#### [SELECTED EXTRACT]

== Segment start ==

Friday, July 22, 2011

Constitution Found in the Heart

When the Supreme court says something is unconstitutional, it may be wrong.

 

If you are a state legislator, you have to make your own decision and stand up for what you know is the constitutionally correct position, despite wrongheaded jurists in Washington.

 

Here's the point: if you know a court ruling is wrong, don't cop-out by blaming nine black robes for your inexcusable vote on a piece of legislation.

 

Take the Dred Scott decision from the Supremes in 1857. Here the nation's highest court ruled that a  slave living in a free state  is " mere property"  and accorded no rights whatsoever.

 

 If she had been around in the  Dred Scott era, would State Representative Lorraine Fende  of Willowick have been  able to justify voting down a bill creating rights for  slaves because Dred Scott obligated her to abide by the high court's view?

 

Of course not. Ridiculous.

 

Well,  the equivalent just took place about two weeks ago. Fende voted no on the "heartbeat"  bill designed to protect unborn children from the horrible fate of abortion if their heartbeat can be detected. A News-herald article featured her cowardly defense of her action. She told a reporter from the news Herald that she is pro-life but had to vote no because she and others found the bill  unconstitutional.

== Segment end ==

In the post titled "Constitution Found in the Heart," why did Fende say she voted no on the "heartbeat" bill despite being pro-life? Answer in one to three sentences.

#### [DATASET CONTENT]

== Segment start ==

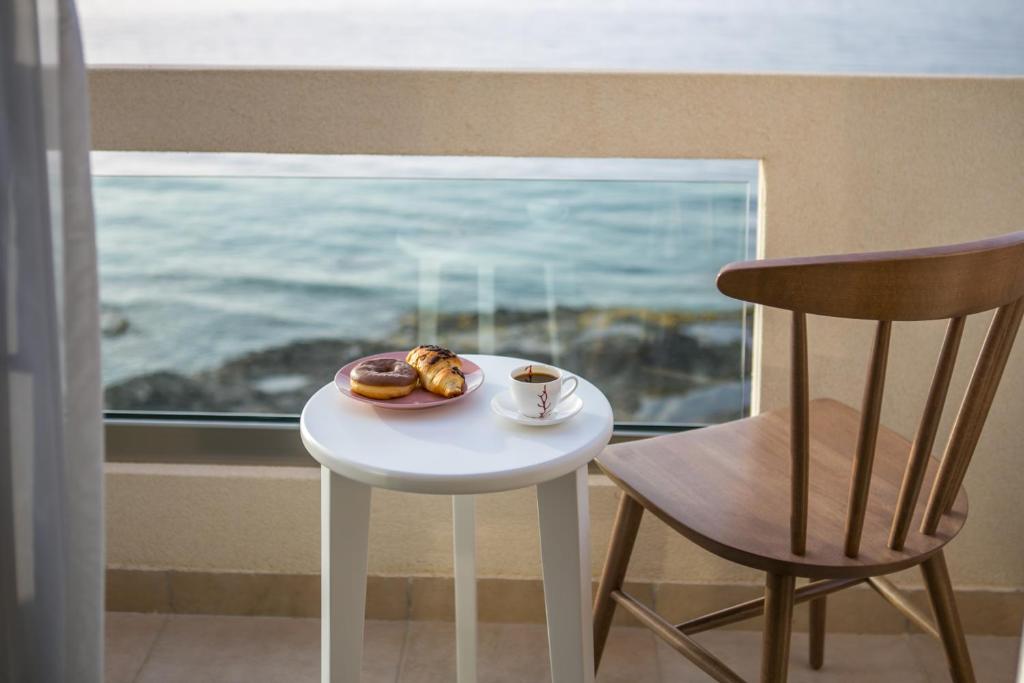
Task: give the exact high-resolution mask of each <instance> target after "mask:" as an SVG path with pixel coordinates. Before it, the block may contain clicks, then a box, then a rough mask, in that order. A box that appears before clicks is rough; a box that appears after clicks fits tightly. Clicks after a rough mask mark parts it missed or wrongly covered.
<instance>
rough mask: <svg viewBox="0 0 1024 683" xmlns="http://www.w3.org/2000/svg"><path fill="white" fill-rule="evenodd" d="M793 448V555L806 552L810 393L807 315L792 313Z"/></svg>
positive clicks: (792, 381)
mask: <svg viewBox="0 0 1024 683" xmlns="http://www.w3.org/2000/svg"><path fill="white" fill-rule="evenodd" d="M790 383H791V384H790V389H791V393H792V395H791V405H792V414H791V424H790V449H791V453H792V472H791V474H792V477H791V503H790V515H791V517H790V546H791V550H792V552H793V554H794V555H803V554H804V553H806V552H807V490H808V478H809V469H810V431H811V430H810V422H809V419H810V408H809V402H810V396H809V393H810V390H809V386H808V376H807V315H806V314H805V313H802V312H799V311H794V313H793V376H792V378H791V380H790Z"/></svg>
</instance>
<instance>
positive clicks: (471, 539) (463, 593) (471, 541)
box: [452, 496, 476, 683]
mask: <svg viewBox="0 0 1024 683" xmlns="http://www.w3.org/2000/svg"><path fill="white" fill-rule="evenodd" d="M452 520H453V525H454V529H455V632H456V661H457V672H458V679H459V683H476V511H475V499H474V498H473V497H472V496H453V497H452Z"/></svg>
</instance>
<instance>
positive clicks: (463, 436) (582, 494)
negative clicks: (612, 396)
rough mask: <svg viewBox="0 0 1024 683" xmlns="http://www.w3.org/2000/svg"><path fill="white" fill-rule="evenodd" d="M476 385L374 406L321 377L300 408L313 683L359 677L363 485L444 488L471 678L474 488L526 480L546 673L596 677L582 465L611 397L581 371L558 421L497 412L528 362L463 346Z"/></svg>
mask: <svg viewBox="0 0 1024 683" xmlns="http://www.w3.org/2000/svg"><path fill="white" fill-rule="evenodd" d="M466 357H467V358H469V359H471V360H473V361H474V362H476V364H477V365H479V366H480V368H481V369H482V370H483V373H484V376H485V379H484V382H483V385H482V386H481V387H480V388H479V389H477V390H476V391H475V392H473V393H472V394H470V395H469V396H466V397H465V398H464V399H462V400H459V401H457V402H454V403H452V404H449V405H440V407H438V408H433V409H427V410H420V411H395V410H388V409H379V408H375V407H373V405H370V404H367V403H362V402H358V401H355V400H352V399H351V398H349V397H347V396H344V395H342V393H341V392H340V391H339V390H338V388H337V387H335V385H334V384H333V383H331V384H328V385H327V386H325V387H323V388H322V389H321V390H319V391H317V392H316V393H315V394H313V396H312V397H311V398H310V399H309V401H308V402H307V403H306V405H305V408H304V409H303V410H302V419H301V425H300V429H301V434H302V442H303V443H304V444H305V446H306V450H307V451H309V453H310V455H312V457H313V458H315V459H316V461H317V462H319V463H321V465H322V470H321V511H322V513H321V525H322V526H321V540H322V541H321V557H322V575H321V582H322V595H321V624H322V631H321V633H322V636H321V637H322V640H321V647H322V656H321V663H322V664H321V679H322V681H324V682H325V683H342V682H344V683H354V682H355V681H358V679H359V671H360V668H361V654H362V621H364V613H365V609H366V590H367V554H368V539H369V529H370V493H371V490H372V488H373V487H374V486H378V487H382V488H392V489H395V490H404V492H412V493H418V494H438V495H449V496H453V497H454V498H453V519H454V526H455V584H456V639H457V667H458V674H459V681H460V683H472V682H474V681H475V680H476V568H475V564H476V559H475V521H474V503H473V496H474V495H476V494H489V493H495V492H500V490H508V489H511V488H522V487H525V486H534V485H536V486H537V501H538V511H539V513H540V520H541V559H542V564H543V567H542V569H543V575H544V600H545V607H546V610H547V615H548V643H549V645H550V652H551V675H552V681H553V683H591V682H592V681H593V680H594V654H593V627H592V625H591V605H590V581H591V577H590V543H589V538H590V537H589V532H590V529H589V526H590V524H589V518H588V505H587V503H588V499H587V463H588V462H590V461H591V460H592V459H593V458H594V457H595V456H597V455H598V453H600V451H601V449H603V447H604V446H605V445H606V444H607V442H608V439H609V438H610V437H611V422H612V420H611V407H610V405H609V404H608V401H607V399H606V398H605V397H604V394H602V393H601V392H600V391H599V390H598V389H597V387H595V386H594V385H593V384H591V383H590V382H588V381H586V380H585V379H583V378H580V388H579V389H578V390H577V393H578V394H579V395H580V397H581V398H583V401H584V407H583V410H582V411H581V412H580V414H579V415H577V416H575V417H573V418H572V419H570V420H568V421H567V422H564V423H562V424H559V425H552V426H547V427H527V426H523V425H519V424H516V423H514V422H512V421H510V420H507V419H505V418H502V417H499V416H498V415H495V414H494V413H493V412H492V410H490V399H492V398H493V397H494V396H495V395H496V394H498V393H499V392H501V391H506V390H507V387H508V383H509V381H510V380H509V379H508V375H509V372H511V370H512V369H513V368H515V367H516V366H519V365H523V364H525V362H527V361H526V360H522V359H519V358H507V357H502V356H494V355H467V356H466Z"/></svg>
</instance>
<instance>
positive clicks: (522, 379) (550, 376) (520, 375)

== Segment end ==

#### [RESULT]
Fende told a News-Herald reporter that she had to vote no because she and others found the bill unconstitutional.